_Required work_
Report how many lines in the records below contain the string "girl", matching case exactly. Give only the number.

— start Entries provided —

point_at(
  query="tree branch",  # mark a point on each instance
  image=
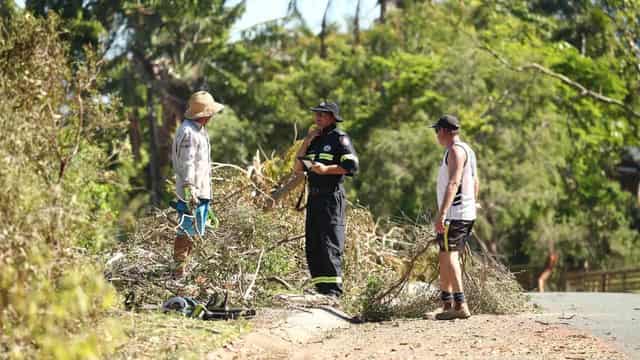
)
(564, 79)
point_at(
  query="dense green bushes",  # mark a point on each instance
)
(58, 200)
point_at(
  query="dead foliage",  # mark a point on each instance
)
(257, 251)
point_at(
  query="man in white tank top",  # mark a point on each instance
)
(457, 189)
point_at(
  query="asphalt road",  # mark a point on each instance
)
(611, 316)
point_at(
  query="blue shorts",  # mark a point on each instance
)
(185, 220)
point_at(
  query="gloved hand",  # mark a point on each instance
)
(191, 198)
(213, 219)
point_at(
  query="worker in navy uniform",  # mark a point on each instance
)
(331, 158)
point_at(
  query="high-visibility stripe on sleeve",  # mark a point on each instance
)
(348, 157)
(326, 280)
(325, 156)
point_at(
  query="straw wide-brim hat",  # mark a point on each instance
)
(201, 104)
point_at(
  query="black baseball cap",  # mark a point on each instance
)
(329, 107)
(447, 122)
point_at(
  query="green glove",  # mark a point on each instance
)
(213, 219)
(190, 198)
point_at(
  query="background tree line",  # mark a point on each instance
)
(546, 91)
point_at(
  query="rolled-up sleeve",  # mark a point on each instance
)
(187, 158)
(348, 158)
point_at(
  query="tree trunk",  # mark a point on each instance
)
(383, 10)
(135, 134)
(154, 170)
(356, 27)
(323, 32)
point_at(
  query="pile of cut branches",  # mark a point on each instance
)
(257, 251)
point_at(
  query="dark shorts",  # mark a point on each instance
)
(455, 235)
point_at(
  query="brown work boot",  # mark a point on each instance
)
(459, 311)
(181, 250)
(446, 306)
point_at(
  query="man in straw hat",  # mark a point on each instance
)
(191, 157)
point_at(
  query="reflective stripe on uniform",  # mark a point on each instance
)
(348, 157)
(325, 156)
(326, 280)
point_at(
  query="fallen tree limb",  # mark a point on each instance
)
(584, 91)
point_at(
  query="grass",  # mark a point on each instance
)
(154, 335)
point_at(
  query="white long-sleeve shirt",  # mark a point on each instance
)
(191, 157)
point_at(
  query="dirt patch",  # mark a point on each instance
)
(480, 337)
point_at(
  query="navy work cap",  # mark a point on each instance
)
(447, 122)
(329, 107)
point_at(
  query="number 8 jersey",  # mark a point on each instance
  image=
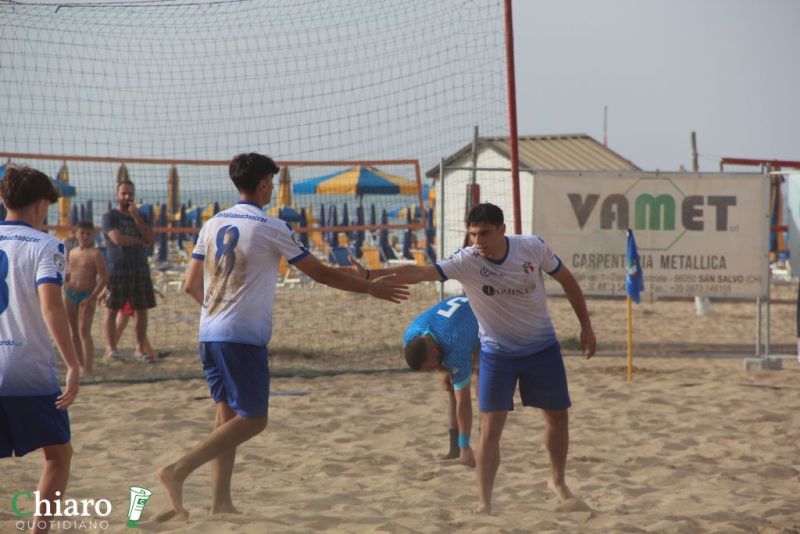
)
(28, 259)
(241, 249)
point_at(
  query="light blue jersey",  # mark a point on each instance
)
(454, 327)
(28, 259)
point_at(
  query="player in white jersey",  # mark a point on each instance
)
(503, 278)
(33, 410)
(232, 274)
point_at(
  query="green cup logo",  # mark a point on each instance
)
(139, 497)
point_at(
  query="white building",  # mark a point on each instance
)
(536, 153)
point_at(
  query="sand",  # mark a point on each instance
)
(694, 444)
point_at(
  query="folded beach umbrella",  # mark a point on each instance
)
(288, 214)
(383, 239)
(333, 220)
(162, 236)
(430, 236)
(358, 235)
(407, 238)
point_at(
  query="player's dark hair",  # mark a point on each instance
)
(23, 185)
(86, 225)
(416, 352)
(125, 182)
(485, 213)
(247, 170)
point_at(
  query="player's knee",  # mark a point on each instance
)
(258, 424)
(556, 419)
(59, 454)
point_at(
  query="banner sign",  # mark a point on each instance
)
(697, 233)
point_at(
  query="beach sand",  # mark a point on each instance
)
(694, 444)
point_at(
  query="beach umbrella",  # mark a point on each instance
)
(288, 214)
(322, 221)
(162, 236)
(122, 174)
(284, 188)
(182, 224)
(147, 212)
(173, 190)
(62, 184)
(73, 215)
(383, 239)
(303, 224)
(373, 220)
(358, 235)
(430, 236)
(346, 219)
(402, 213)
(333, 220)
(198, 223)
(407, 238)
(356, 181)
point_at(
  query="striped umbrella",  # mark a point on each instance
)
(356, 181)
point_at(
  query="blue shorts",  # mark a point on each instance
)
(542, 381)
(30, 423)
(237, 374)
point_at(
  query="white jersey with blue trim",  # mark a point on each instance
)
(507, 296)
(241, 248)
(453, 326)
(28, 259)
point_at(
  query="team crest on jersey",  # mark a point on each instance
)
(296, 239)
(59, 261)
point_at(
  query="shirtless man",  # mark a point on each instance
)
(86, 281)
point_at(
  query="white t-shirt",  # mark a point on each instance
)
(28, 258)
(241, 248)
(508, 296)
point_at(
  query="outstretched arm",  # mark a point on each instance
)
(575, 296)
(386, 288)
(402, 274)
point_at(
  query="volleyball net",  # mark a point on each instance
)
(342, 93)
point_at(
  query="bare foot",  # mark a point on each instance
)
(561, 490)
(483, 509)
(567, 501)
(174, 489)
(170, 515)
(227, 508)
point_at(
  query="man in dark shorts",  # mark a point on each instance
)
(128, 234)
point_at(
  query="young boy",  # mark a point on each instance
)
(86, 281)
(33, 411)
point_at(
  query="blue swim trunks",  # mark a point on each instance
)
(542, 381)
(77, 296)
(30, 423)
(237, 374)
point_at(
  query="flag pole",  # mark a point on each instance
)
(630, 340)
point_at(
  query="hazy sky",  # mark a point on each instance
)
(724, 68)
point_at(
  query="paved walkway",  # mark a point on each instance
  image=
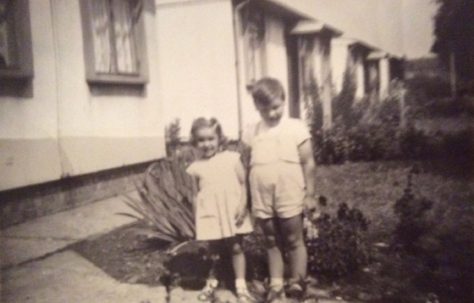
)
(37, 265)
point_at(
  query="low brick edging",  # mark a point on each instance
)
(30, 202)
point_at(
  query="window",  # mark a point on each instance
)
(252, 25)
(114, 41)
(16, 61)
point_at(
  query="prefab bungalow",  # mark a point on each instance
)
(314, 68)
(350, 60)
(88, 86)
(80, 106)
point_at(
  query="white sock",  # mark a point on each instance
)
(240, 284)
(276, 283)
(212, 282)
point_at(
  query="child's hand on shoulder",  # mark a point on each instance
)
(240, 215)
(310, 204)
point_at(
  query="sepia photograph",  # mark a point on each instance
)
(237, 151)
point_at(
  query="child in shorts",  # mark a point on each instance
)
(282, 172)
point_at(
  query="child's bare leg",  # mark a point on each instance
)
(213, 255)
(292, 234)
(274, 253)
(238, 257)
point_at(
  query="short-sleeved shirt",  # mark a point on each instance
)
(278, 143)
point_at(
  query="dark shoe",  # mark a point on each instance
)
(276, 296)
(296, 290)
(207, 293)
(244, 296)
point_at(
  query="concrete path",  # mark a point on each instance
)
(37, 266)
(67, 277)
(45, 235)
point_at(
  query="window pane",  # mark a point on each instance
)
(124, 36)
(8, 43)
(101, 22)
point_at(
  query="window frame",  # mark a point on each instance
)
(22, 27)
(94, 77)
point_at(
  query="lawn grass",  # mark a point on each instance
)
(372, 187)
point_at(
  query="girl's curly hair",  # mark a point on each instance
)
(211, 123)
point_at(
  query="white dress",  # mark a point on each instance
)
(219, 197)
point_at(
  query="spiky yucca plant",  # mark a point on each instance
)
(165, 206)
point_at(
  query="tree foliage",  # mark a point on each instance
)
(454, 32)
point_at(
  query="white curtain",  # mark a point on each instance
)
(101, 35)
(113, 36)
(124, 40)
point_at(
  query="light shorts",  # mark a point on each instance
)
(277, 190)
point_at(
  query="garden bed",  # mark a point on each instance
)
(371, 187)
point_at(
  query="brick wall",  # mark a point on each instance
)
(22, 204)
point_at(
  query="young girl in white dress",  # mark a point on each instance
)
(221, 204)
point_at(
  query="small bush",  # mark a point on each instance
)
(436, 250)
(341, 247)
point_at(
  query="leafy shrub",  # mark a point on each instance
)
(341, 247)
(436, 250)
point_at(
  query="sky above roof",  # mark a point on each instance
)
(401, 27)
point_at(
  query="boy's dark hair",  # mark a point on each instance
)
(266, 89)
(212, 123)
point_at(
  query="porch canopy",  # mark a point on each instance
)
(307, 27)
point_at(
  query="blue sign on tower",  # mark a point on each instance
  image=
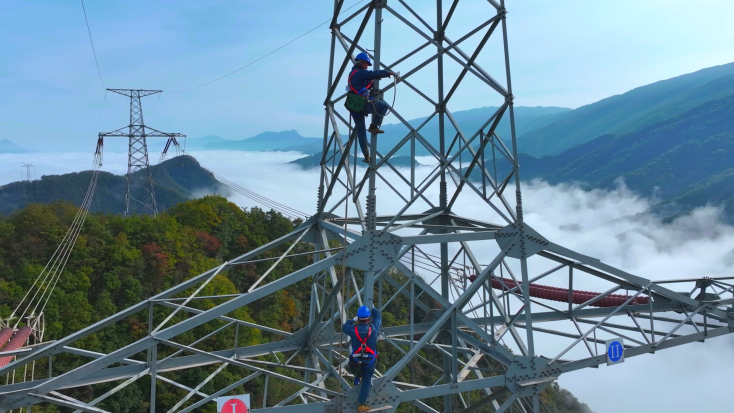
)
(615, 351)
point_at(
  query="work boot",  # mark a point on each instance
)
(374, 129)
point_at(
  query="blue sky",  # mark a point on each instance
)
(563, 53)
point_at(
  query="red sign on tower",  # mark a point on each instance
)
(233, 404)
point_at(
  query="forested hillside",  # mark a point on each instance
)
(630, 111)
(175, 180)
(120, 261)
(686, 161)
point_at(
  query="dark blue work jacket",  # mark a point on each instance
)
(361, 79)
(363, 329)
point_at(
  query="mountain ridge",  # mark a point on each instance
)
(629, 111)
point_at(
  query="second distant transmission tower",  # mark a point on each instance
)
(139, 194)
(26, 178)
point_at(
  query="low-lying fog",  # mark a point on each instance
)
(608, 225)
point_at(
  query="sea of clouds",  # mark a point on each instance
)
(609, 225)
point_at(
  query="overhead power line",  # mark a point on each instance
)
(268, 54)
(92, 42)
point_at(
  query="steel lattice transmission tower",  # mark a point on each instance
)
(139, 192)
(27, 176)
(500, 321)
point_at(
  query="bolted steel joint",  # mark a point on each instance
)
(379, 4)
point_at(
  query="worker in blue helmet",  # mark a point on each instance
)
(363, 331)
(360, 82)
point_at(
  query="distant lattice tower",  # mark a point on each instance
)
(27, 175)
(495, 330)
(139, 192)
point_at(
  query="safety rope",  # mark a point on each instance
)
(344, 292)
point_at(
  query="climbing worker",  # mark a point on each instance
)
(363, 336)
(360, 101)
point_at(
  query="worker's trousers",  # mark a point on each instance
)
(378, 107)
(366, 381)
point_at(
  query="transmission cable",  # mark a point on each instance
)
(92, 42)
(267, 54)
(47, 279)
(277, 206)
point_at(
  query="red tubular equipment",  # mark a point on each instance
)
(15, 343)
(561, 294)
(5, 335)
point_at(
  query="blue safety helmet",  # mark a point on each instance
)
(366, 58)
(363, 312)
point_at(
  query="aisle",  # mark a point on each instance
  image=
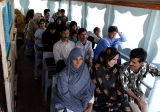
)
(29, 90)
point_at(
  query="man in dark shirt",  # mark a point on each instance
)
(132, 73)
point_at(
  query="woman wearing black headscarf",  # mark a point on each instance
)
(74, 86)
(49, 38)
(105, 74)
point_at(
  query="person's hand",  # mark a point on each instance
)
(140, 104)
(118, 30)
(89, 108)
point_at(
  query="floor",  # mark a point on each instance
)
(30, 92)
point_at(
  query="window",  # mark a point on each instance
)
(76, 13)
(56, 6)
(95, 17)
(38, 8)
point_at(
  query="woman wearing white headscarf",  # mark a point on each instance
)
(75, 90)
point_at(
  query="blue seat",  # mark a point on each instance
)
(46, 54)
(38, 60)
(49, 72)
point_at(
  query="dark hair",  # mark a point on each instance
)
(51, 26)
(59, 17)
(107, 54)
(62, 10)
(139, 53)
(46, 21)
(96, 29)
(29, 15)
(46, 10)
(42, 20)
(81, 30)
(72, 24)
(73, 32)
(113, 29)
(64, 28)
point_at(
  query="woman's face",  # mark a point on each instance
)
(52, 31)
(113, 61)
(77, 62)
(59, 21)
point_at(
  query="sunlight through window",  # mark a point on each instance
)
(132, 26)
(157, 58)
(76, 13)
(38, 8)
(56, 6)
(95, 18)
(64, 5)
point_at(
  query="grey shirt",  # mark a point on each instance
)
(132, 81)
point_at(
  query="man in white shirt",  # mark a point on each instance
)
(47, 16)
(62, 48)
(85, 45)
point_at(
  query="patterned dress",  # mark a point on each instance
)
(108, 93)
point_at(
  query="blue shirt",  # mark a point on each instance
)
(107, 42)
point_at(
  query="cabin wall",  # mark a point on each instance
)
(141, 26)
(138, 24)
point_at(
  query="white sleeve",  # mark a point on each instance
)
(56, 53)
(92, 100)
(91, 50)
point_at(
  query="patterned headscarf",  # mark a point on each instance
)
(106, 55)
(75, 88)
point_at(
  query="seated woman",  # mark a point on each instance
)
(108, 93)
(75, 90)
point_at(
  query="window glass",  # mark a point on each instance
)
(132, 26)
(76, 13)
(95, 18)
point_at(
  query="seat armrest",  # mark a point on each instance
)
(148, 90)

— end Entries provided —

_Worked answer_
2